STATED EXERCISE 1:
The movie list excerpt that follows is followed by records. According to the excerpt, which film is ranked number 10?

PAGE EXCERPT:
****************
It’s been an anticlimactic year for The Binge. After bursting into existence in February as a self-branded offshoot of the work I’d been doing at Spinning Platters for the previous three years, The Binge steadily gained steam and momentum—for approximately three months, until I got a new job in May that effectively mined all the restless energy I’d been pouring into blogging while toiling as a copywriter at Gap and Old Navy. While I haven’t been able to write about pop culture and pen movie reviews with the frequency I formerly displayed, I have still seen pretty much everything that’s come out thanks to my membership in the San Francisco Film Critics Circle. And although it’s been a somewhat miscarried year for The Binge, it’s actually been a pretty good year for movies! So let’s dive in, shall we?
10. Enough Said
Writer/director Nicole Holofcener has never made a bad movie. On the contrary, she is at the forefront of smart, insightful American comedies that tend to focus on complex female characters. Her last several films (such as Friends with Money and Please Give) have been ensembles, but for her fifth film, she wrote arguably her most protagonist-driven film yet—simultaneously crafting her most focused and potent character study. Julia Louis-Dreyfus is aces in her first live-action film role in over 15 years, while James Gandolfini gives what will be remembered as one of the great grace-note posthumous turns as her schlubby but soulful love interest. One of the year’s sharpest scripts and most refreshingly mature narratives.
9. Inside Llewyn Davis
I wasn’t sure what to make of this the first time I saw it; my kneejerk inclination was to dismiss it as minor Coen Brothers in the manner of A Serious Man. But upon viewing it a second time, I began to appreciate that inimitably deadpan Coen sense of humor, as well as the vividly realized specificity of its details. Is it really about anything deeper than just a talented folksinger who can’t stop getting in his own way? Who knows? The Coens have never been the most didactic filmmakers around. But as a deep-dive snapshot of a time and a place, with pitch-perfect performances from Oscar Isaac, Carey Mulligan, and John Goodman, an enchanting soundtrack co-produced by T-Bone Burnett, and several unforgettably executed centerpiece sequences, Inside Llewyn Davis is a superb musical time capsule.
****************
SUPPLIED DATA:
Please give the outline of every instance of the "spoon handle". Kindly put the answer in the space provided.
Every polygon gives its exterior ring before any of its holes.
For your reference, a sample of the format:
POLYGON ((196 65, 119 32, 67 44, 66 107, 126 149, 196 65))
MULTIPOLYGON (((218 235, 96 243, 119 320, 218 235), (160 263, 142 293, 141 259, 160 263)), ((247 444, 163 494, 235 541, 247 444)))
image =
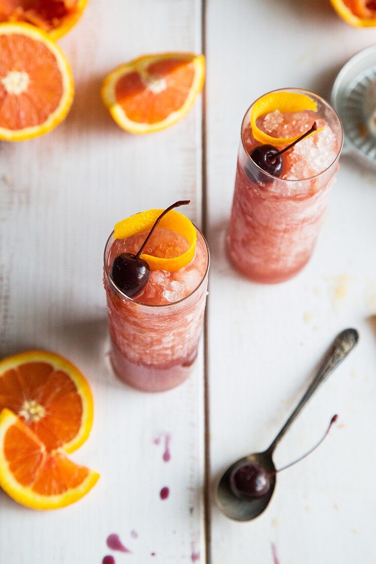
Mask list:
POLYGON ((268 449, 272 453, 285 433, 289 429, 311 396, 316 391, 320 384, 324 382, 329 375, 352 350, 359 339, 359 334, 355 329, 346 329, 342 331, 333 341, 330 348, 325 355, 323 360, 317 371, 317 373, 303 398, 279 431, 279 433, 268 449))

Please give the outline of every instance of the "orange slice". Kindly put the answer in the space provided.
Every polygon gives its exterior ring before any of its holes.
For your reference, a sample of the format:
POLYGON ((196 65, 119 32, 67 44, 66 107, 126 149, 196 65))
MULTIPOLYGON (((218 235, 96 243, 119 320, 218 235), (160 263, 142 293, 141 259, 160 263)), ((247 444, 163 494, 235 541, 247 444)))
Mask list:
POLYGON ((0 22, 20 21, 61 37, 81 17, 88 0, 0 0, 0 22))
POLYGON ((147 55, 110 73, 102 96, 121 127, 150 133, 169 127, 188 113, 202 90, 204 76, 203 55, 147 55))
POLYGON ((375 0, 330 0, 331 5, 341 17, 356 27, 373 27, 376 25, 375 0))
POLYGON ((69 63, 44 32, 0 24, 0 139, 43 135, 68 113, 73 98, 69 63))
MULTIPOLYGON (((114 239, 126 239, 131 235, 150 231, 162 211, 163 209, 148 210, 123 219, 115 226, 114 239)), ((142 254, 141 258, 146 261, 151 270, 167 270, 172 272, 189 265, 195 255, 197 242, 197 233, 192 222, 178 211, 171 210, 160 220, 156 231, 158 229, 169 229, 180 233, 189 243, 189 249, 173 258, 160 258, 142 254)))
MULTIPOLYGON (((295 137, 287 137, 285 139, 272 137, 260 129, 256 123, 257 118, 266 116, 266 114, 275 112, 277 109, 282 113, 301 112, 304 110, 317 112, 317 104, 309 96, 298 92, 269 92, 265 96, 262 96, 256 100, 251 112, 252 133, 257 141, 265 144, 276 146, 290 145, 300 136, 300 135, 299 135, 295 137)), ((307 135, 307 137, 316 135, 322 129, 323 127, 318 127, 316 131, 307 135)))
POLYGON ((72 452, 89 437, 93 397, 71 363, 45 351, 29 351, 0 361, 0 411, 14 412, 47 452, 72 452))
POLYGON ((9 409, 0 413, 0 486, 16 501, 36 509, 64 507, 83 497, 99 477, 60 451, 49 452, 9 409))

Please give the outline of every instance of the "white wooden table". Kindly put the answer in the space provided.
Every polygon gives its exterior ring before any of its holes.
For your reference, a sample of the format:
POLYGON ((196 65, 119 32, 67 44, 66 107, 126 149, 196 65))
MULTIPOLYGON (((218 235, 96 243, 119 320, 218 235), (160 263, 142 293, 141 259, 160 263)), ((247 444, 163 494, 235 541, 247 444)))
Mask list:
POLYGON ((342 22, 329 0, 91 0, 60 41, 76 86, 68 118, 42 138, 1 148, 0 354, 50 349, 82 369, 95 420, 72 457, 102 476, 84 500, 54 512, 0 494, 1 564, 100 563, 112 532, 132 551, 118 553, 117 564, 268 564, 272 543, 281 564, 376 561, 374 172, 342 159, 314 257, 291 281, 250 284, 224 248, 247 107, 283 86, 327 97, 341 65, 374 38, 342 22), (103 77, 141 54, 174 50, 207 55, 204 112, 199 100, 165 131, 126 134, 102 106, 103 77), (189 381, 146 395, 108 369, 102 252, 116 221, 178 198, 191 199, 212 252, 206 345, 189 381), (310 447, 334 413, 339 424, 281 474, 261 518, 230 522, 212 505, 218 473, 269 444, 322 353, 351 325, 358 347, 285 438, 277 465, 310 447), (154 443, 165 433, 168 462, 154 443))

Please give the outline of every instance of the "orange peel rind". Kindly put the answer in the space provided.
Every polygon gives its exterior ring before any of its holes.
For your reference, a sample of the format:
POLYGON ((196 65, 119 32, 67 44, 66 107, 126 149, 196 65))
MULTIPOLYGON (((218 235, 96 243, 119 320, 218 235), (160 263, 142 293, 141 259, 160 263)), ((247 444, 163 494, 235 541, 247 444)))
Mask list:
****************
STATED EXERCISE 2:
Please copy the records above exactly, starting with their first line and going on through the line that contains "POLYGON ((268 449, 272", and leave the pictures out of your answer.

RIGHT ANSWER 1:
Enough Said

RIGHT ANSWER 2:
Please give the outline of every instance of the "spoon handle". Kindly put the answer in the space provided.
Every polygon gives its exterior ring before any of its holes.
For your reference, a sample of the format:
POLYGON ((196 65, 119 32, 67 44, 66 107, 126 149, 196 65))
MULTIPOLYGON (((218 235, 96 243, 119 320, 218 235), (160 263, 142 293, 141 259, 160 263)), ((247 444, 163 494, 235 541, 247 444)))
image =
Mask list:
POLYGON ((268 449, 272 453, 285 433, 289 429, 311 396, 316 391, 320 384, 324 382, 329 375, 352 350, 359 339, 359 334, 355 329, 346 329, 342 331, 333 341, 330 348, 325 355, 323 360, 317 371, 317 373, 303 398, 279 431, 279 433, 268 449))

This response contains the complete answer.